▶ **WAS GEBRAUCHT WIRD**
Sammle bitte alle Zeilen aus dem Datensatz unten, in denen das Wort „place“ vorkommt, und schreibe sie unverändert ab.

##### INHALT DES DATENSATZES #####

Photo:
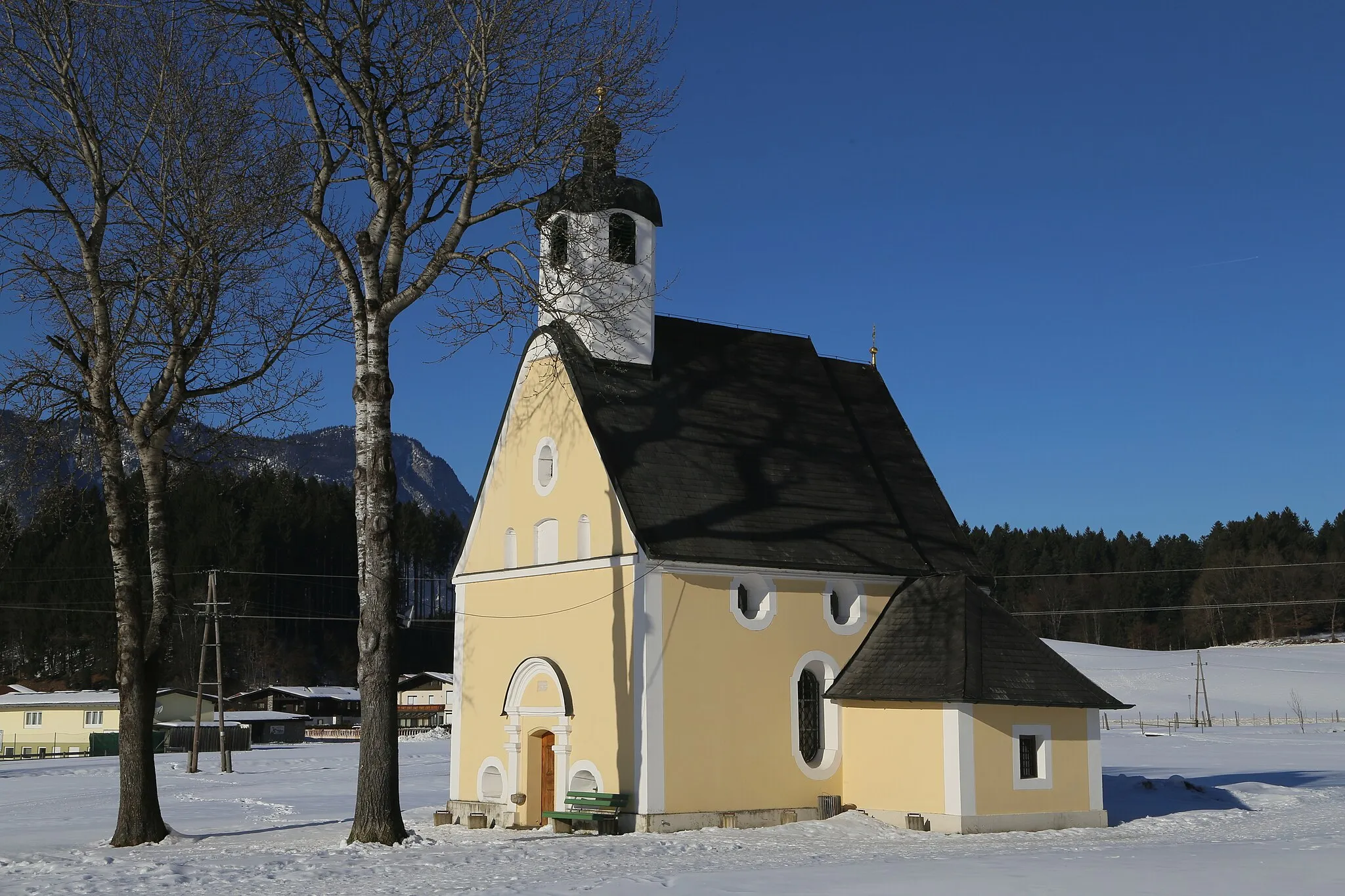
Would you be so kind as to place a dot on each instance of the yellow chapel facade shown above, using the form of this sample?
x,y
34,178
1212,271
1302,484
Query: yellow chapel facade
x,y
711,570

#####
##### INHALT DES DATENSATZES #####

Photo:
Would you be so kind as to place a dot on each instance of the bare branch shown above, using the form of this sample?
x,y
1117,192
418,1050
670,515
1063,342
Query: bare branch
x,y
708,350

#####

▶ **LÖSUNG DER ÜBUNG**
Would you be so kind as to place a dot on each instance of the yellow chapel facade shown above, using the form of this sample?
Would you be so kind as to place a dot on each instance of the bare branch shown above, using the form of this sample?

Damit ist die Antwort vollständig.